### How to complete this task
Your reply should be the complete data, reproduced exactly.

(Stored data)
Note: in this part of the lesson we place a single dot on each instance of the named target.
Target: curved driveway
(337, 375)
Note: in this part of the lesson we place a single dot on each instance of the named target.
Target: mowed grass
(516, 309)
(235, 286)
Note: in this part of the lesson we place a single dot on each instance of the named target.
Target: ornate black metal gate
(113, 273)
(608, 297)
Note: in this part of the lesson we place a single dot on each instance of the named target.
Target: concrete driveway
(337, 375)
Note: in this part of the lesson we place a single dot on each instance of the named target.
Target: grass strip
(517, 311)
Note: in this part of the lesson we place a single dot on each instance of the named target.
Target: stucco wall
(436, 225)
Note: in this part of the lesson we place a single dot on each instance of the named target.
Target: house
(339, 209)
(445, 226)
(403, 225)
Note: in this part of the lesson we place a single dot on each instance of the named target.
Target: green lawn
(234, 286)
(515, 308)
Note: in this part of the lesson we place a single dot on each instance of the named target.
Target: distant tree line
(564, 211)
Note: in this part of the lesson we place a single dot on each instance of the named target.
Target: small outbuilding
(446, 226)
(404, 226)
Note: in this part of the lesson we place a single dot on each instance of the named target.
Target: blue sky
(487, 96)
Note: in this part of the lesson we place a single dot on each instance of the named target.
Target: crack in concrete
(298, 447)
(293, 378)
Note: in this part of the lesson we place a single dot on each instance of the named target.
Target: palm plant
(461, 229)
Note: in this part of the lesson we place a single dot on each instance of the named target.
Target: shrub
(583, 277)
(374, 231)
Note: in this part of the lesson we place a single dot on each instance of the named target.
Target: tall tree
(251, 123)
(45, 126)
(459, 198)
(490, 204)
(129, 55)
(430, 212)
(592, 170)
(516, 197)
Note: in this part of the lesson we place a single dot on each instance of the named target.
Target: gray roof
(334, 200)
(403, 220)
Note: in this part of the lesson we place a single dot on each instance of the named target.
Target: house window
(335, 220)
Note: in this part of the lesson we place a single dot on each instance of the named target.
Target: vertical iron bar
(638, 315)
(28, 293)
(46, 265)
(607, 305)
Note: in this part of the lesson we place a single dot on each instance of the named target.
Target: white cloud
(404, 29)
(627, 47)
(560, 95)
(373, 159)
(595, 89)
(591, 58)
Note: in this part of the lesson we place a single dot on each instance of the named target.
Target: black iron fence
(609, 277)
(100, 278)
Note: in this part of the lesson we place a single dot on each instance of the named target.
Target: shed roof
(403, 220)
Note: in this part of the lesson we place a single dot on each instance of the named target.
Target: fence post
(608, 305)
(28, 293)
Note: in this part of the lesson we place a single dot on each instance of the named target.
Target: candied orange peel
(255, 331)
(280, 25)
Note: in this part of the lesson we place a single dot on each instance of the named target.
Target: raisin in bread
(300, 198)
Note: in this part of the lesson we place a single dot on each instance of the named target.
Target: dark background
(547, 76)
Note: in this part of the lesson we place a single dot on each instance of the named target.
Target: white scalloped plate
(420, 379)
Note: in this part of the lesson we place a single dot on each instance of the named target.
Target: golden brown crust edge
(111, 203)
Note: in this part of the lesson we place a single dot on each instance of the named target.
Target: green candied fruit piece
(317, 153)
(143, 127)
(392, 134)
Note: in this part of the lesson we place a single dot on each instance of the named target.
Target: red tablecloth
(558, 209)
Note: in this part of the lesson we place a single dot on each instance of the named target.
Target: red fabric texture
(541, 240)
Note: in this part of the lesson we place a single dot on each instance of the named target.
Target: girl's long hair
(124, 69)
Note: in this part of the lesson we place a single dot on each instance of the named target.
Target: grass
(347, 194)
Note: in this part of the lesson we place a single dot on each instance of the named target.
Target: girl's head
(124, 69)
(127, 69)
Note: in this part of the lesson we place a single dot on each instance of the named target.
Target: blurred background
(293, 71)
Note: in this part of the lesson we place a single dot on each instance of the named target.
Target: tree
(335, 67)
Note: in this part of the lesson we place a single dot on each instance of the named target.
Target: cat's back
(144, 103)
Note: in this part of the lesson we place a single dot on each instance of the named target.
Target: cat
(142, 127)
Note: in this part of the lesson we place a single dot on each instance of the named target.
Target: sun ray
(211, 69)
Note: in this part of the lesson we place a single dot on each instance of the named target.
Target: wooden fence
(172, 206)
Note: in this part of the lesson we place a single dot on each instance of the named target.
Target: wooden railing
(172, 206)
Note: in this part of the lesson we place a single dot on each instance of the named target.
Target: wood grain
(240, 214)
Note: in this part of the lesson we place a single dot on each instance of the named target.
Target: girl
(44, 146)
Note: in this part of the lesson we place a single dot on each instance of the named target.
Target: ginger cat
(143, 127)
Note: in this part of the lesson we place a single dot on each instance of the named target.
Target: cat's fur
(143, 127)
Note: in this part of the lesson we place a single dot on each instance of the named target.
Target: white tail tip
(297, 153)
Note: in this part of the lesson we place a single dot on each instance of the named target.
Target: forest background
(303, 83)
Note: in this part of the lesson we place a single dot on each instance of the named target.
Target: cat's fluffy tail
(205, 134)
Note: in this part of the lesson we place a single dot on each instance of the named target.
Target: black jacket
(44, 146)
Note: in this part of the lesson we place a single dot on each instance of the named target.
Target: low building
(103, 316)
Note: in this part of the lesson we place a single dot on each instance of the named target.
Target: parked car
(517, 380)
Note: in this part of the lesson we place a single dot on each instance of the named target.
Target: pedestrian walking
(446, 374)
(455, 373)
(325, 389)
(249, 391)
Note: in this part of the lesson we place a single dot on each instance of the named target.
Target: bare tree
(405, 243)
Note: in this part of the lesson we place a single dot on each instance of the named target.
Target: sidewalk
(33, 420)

### Exercise output
Note: in this part of the lesson we place a single dot on each instance of the named target.
Target: curved driveway
(337, 375)
Note: in this part of the lesson we place a single dot on each instance of the named target.
Target: mowed grass
(516, 309)
(235, 286)
Note: in this part of the lesson we place a single dot on each instance of the named target.
Target: ornate black metal gate
(113, 273)
(608, 297)
Note: in this part of the lesson we place a single dot on each instance of the named target.
Target: concrete driveway
(337, 375)
Note: in this part of the lesson we place a single dot on each instance of the named target.
Target: grass strip
(517, 311)
Note: in this part of the lesson we place a single dot on each instance of the named target.
Target: stucco wall
(436, 225)
Note: in this part of the lesson we place a single dot on each instance of the named target.
Target: house
(339, 209)
(445, 226)
(403, 225)
Note: in this part of the lesson we place a single dot on each instance of the named target.
Target: green lawn
(234, 286)
(515, 308)
Note: in this part of the lesson we place a single dot on each instance of the named target.
Target: distant tree line
(564, 211)
Note: in this part of the lesson we place a single dot on each instance of the named target.
Target: small outbuilding
(446, 226)
(404, 226)
Note: in this part of the lesson we place a single dot on each instance of the named target.
Target: blue sky
(487, 96)
Note: in this part of the lesson we place a single dot on each instance of the named target.
Target: crack in concrete
(298, 447)
(293, 378)
Note: in this part of the lesson we place a single dot on each instance of the named target.
Target: palm plant
(461, 229)
Note: in this part of the lesson we place a single dot on each instance of the named target.
Target: shrub
(583, 277)
(374, 231)
Note: in this part of the lesson we place a single dot on each instance of the named target.
Target: tall tree
(251, 123)
(45, 126)
(459, 198)
(490, 204)
(129, 55)
(430, 212)
(592, 170)
(516, 197)
Note: in this part of the lesson we place a single dot on each instance of the named target.
Target: gray roof
(334, 200)
(403, 220)
Note: in this part of the lesson we place a single dot on each instance of the named target.
Target: house window
(335, 220)
Note: in this part of the lesson we place a single dot on each instance of the named target.
Target: vertical iron bar
(638, 315)
(28, 293)
(46, 265)
(607, 305)
Note: in this part of the lesson we place a single dot on each instance of the named target.
Target: white cloud
(404, 29)
(627, 47)
(560, 95)
(373, 159)
(595, 89)
(591, 58)
Note: in this part of the lesson we place a single dot on each instance of the named target.
Target: black iron fence
(609, 277)
(100, 278)
Note: in this part of the lesson we place a single dot on each instance of the named target.
Target: shed roof
(403, 220)
Note: in this part of the lesson we place a single dot on each instance of the named target.
Target: fence post
(608, 305)
(28, 293)
Note: in this part of the lesson we place a single dot on each instance of the named target.
Target: candied orange peel
(255, 331)
(280, 25)
Note: in this part of the lesson we place a single dot on each instance of the named target.
Target: raisin in bread
(300, 198)
Note: in this part of the lesson we place a single dot on each instance of the named target.
Target: dark background
(547, 76)
Note: in this part of the lesson we place a single dot on each instance of the named target.
Target: white scalloped plate
(420, 379)
Note: in this part of the lesson we place a single dot on each instance of the named target.
Target: golden brown crust edge
(111, 203)
Note: in this part of the lesson we place a single dot on each instance of the named target.
Target: green candied fruit piece
(317, 153)
(143, 127)
(392, 134)
Note: in this part of the lesson we place a single dot on each instance of the named target.
Target: red tablecloth
(558, 209)
Note: in this part of the lesson we place a single dot on each instance of the named target.
Target: red fabric texture
(541, 240)
Note: in this part of the lesson we place a single dot on each instance of the named target.
Target: girl's long hair
(124, 69)
Note: in this part of the lesson we place a single dot on each instance of the named target.
Target: grass
(347, 194)
Note: in this part of the lesson we place a single dot on each instance of the named target.
Target: girl's head
(124, 69)
(127, 69)
Note: in this part of the lesson we place a single dot on each instance of the named target.
Target: blurred background
(293, 71)
Note: in this part of the lesson we place a single dot on each instance of the named target.
Target: tree
(335, 67)
Note: in this part of the lesson we place a single dot on each instance of the named target.
Target: cat's back
(144, 103)
Note: in this part of the lesson we place a single dot on each instance of the named target.
Target: cat
(142, 127)
Note: in this part of the lesson we place a single dot on each instance of the named target.
Target: sun ray
(211, 69)
Note: in this part of the lesson we place a single dot on each instance of the named target.
Target: wooden fence
(172, 206)
Note: in this part of the lesson we place a single dot on each instance of the named target.
Target: wooden railing
(172, 206)
Note: in this part of the lesson we place a single dot on each instance of the named target.
Target: wood grain
(240, 214)
Note: in this part of the lesson we place a single dot on each instance of the named target.
Target: girl
(44, 146)
Note: in this part of the lesson we place a single dot on each instance of the named target.
Target: ginger cat
(143, 127)
Note: in this part of the lesson we place a single dot on each instance of the named target.
Target: cat's fur
(143, 127)
Note: in this part of the lesson we place a single dot on each instance of the named target.
Target: white tail tip
(297, 153)
Note: in this part of the lesson we place a single dot on each instance of the named target.
Target: forest background
(303, 83)
Note: in this part of the lesson we place a single dot on each instance of the named target.
Target: cat's fluffy tail
(205, 134)
Note: in this part of the lesson we place a single dot on each instance of the named target.
Target: black jacket
(44, 146)
Note: in this part of the lesson we place a single dot on each instance of the named target.
Target: low building
(103, 316)
Note: in this part of the lesson we place a single dot on each instance of the named target.
Target: parked car
(517, 380)
Note: in this part of the lesson we place a single dot on each instance of the named target.
Target: pedestrian walking
(446, 374)
(455, 373)
(325, 389)
(249, 391)
Note: in this part of the lesson we place a single dot on each instance of the named target.
Target: bare tree
(405, 243)
Note: in this part of the lesson we place a single dot on each instance of the named target.
Target: sidewalk
(33, 420)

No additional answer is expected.